Dataset records:

══════════

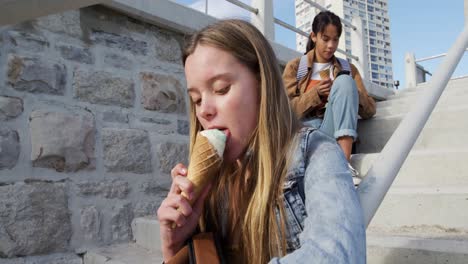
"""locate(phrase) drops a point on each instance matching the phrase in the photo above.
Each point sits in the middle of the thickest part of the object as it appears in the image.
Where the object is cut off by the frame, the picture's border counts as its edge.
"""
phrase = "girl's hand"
(177, 218)
(323, 87)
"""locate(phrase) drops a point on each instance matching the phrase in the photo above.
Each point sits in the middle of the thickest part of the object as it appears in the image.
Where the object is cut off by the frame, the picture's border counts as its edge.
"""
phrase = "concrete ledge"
(16, 11)
(122, 254)
(394, 249)
(181, 19)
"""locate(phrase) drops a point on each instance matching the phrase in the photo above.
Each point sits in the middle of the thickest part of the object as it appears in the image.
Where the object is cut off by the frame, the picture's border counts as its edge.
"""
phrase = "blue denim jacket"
(328, 227)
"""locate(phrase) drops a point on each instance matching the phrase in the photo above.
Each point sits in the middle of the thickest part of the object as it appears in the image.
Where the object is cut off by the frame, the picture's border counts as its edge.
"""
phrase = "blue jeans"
(341, 114)
(328, 226)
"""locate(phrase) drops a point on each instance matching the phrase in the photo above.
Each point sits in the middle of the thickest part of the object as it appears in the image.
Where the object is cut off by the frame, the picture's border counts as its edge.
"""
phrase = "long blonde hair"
(255, 192)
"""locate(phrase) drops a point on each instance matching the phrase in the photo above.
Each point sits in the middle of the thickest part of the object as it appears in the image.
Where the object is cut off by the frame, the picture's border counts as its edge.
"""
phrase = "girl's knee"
(344, 84)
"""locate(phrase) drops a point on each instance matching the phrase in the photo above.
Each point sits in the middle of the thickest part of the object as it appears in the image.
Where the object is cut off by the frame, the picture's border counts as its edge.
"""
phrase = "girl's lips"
(227, 133)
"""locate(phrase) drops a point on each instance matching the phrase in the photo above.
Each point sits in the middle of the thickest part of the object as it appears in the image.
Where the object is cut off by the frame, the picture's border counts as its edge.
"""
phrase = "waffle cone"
(325, 74)
(204, 164)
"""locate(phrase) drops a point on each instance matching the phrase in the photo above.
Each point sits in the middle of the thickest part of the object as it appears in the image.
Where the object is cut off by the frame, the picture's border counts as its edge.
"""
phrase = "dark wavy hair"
(321, 21)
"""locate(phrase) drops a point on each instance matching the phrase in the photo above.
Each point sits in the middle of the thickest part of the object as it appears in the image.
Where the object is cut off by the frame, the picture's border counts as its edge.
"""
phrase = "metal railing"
(380, 176)
(267, 28)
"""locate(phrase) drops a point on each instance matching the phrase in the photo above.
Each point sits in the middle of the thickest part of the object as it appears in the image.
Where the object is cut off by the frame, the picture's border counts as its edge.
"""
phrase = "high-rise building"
(374, 15)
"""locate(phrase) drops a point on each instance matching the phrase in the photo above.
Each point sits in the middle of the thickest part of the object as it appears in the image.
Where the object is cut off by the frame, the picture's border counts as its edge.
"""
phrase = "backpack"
(303, 69)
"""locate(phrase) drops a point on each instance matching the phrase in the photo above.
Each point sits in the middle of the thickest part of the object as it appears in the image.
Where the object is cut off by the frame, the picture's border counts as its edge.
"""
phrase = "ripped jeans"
(341, 114)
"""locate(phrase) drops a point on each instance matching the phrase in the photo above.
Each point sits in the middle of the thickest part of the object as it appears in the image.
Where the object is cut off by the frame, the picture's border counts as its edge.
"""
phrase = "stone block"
(62, 141)
(66, 22)
(103, 88)
(148, 208)
(120, 222)
(21, 40)
(115, 117)
(10, 107)
(170, 154)
(126, 150)
(168, 48)
(9, 148)
(158, 121)
(118, 61)
(36, 76)
(107, 189)
(58, 258)
(90, 222)
(156, 187)
(34, 218)
(122, 42)
(162, 93)
(81, 55)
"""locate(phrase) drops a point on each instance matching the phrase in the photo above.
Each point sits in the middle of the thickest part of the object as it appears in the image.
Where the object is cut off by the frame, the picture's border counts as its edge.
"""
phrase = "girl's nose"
(207, 109)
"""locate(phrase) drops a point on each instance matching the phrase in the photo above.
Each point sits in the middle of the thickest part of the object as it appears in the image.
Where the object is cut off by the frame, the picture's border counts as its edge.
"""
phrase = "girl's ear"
(313, 37)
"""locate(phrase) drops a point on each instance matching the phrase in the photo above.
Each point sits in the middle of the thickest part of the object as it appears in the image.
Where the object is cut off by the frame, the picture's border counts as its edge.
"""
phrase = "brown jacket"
(305, 103)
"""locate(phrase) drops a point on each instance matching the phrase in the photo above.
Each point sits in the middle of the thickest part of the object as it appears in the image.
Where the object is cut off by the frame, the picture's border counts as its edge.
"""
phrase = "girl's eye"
(196, 101)
(223, 90)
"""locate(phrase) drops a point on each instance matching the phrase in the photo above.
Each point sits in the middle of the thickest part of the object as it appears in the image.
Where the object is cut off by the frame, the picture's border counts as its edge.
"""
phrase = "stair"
(424, 216)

══════════

Work order: For this exercise, retype the listing above word for word and omit the pictures.

Final answer:
"""locate(phrase) drops a point on each instance matching the phrase in the photo above.
Each point sits in the middle of the thickest part of the object as it appears in the image.
Where the object is cut off by the frame, the picture's border counts as its edge.
"""
phrase = "girl's hand"
(177, 218)
(323, 87)
"""locate(phrase) drops a point on each instance matching the phrase in the photo above.
Each point sits in the middle of the thickest part of the object as it appears in the image.
Where the object is cut off by the frame, the picture's border counts as its edge.
"""
phrase = "concrete ledge"
(16, 11)
(122, 254)
(394, 249)
(181, 19)
"""locate(phrase) drops a point on each instance matching the phrase in the photo above.
Each point sits in the middle of the thickest part of the object as it appears in the image.
Where the object is cut off by the frame, the picture's border counts as its edge.
"""
phrase = "blue denim jacket"
(328, 227)
"""locate(phrase) drops a point on each instance matching the phrase in the photo above.
Each point sits in the middle of the thickest part of the object as it appears in the image.
Where the object is cut off by the frame, the picture's border counts as its edge.
"""
phrase = "blue jeans"
(341, 114)
(328, 226)
"""locate(phrase) drops a point on each instance matching the phrase in the photo above.
Each point sits in the middle of the thickest part of the object as it appears in the image.
Where the object is cut off by the frame, the picture's border counts as its edge.
"""
phrase = "long blonde hair"
(255, 192)
"""locate(phrase) drops a point on each instance matching the phrase in the photo above.
Each point sits in the middle of the thickest part of the object as it appears in the image.
Where the object is cut off by the frame, the picture's border counts as its edge.
"""
phrase = "girl's knee"
(344, 84)
"""locate(phrase) drops a point on each instance matching the phrase in the photo above.
Each point sits in the middle of the thickest part of the object as it appears in the image.
Where the object is cut off by the frame, the picture's border counts as its edge.
"""
phrase = "girl's lips"
(227, 133)
"""locate(phrase) drops a point on each instance matching the phrase in the photo above.
Each point sits in the middle of the thickest part of the object as it appears in the image.
Where the object is cut off by the frame, the picture's border counts as its edge.
"""
phrase = "waffle cone"
(325, 74)
(204, 164)
"""locate(phrase) drops a point on each instance matching the phrase in the photo above.
Each point sits in the middle of the thickest part of the object as it appears in the image.
Where the object is cut off by the frame, the picture's border counts as its edge.
"""
phrase = "dark wavy hair"
(321, 21)
"""locate(phrase) drops a point on each instance matching the phrase in the photo above.
Each point sits in the middle of the thickest part of the object as it appears in the image.
Where the object is cut off by the frame, the picture's border counts as its edge.
"""
phrase = "metal railing"
(380, 176)
(267, 28)
"""locate(phrase) drops a point on each instance matching the phrase in the photo above.
Each point sits in the middle of the thickest part of the object as it appears in the image.
Where the object is cut off by the frame, the picture's border counts as its edge.
"""
phrase = "high-rise building"
(374, 15)
"""locate(phrase) drops a point on each instance matching the phrase in the photo above.
Each point sits in the middle of the thickest part of the object as it appears in the image.
Where the object is cut off by the frame, the picture's border counts as its edge.
"""
phrase = "backpack"
(303, 69)
"""locate(phrase) drops a point on each instance matching the phrase in the photo above.
Each point sits in the middle of the thickest part of the object as it appears in the image.
Where the object is cut off by the frame, the picture's border counts as its edge.
"""
phrase = "ripped jeans"
(341, 114)
"""locate(phrase) drops a point on each instance matching the phrase in the photo above.
Each point sits in the middle of the thickest part of the object as it appears in the image.
Where the object is cut off by the frame, the picture's border counts as its edge.
"""
phrase = "stone block"
(62, 141)
(66, 22)
(103, 88)
(148, 208)
(120, 222)
(21, 40)
(115, 117)
(10, 107)
(170, 154)
(126, 150)
(168, 48)
(9, 148)
(158, 121)
(118, 61)
(36, 76)
(107, 189)
(58, 258)
(90, 222)
(156, 187)
(34, 218)
(122, 42)
(162, 93)
(81, 55)
"""locate(phrase) drops a point on each instance matching the phrase in the photo above.
Each point sits in the middle of the thickest part of the object as it appears in the image.
Where the object is cut off by the frame, the picture's border counts as its edge.
"""
phrase = "girl's nose"
(207, 109)
"""locate(phrase) drops a point on each instance matching the phrase in the photo above.
Each point sits in the middle of the thickest part of the object as it appears in the image.
Where the object is cut off by the frame, the picture's border counts as its edge.
"""
phrase = "girl's ear"
(313, 37)
"""locate(phrase) drops a point on each instance matching the phrase in the photo above.
Each point sits in the middle of the thickest part of the object as it appears in the image.
Where the object is cut off by the frame, the picture's border counts as its edge.
"""
phrase = "brown jacket"
(305, 103)
"""locate(phrase) drops a point on each instance matching the phrase in the photo above.
Each point sits in the middle of the thickest part of the object as it appears in the image.
Where the object is cut off by the frame, the picture's border counts as its edge.
"""
phrase = "girl's eye"
(196, 101)
(223, 90)
"""locate(phrase) drops a point on each instance matching the phrase in the photo above.
Each point sits in the middle of the thickest part of the object as it appears in the image.
Where the object is cut off by the frame, the picture's border counts as its edge.
"""
phrase = "stair"
(424, 216)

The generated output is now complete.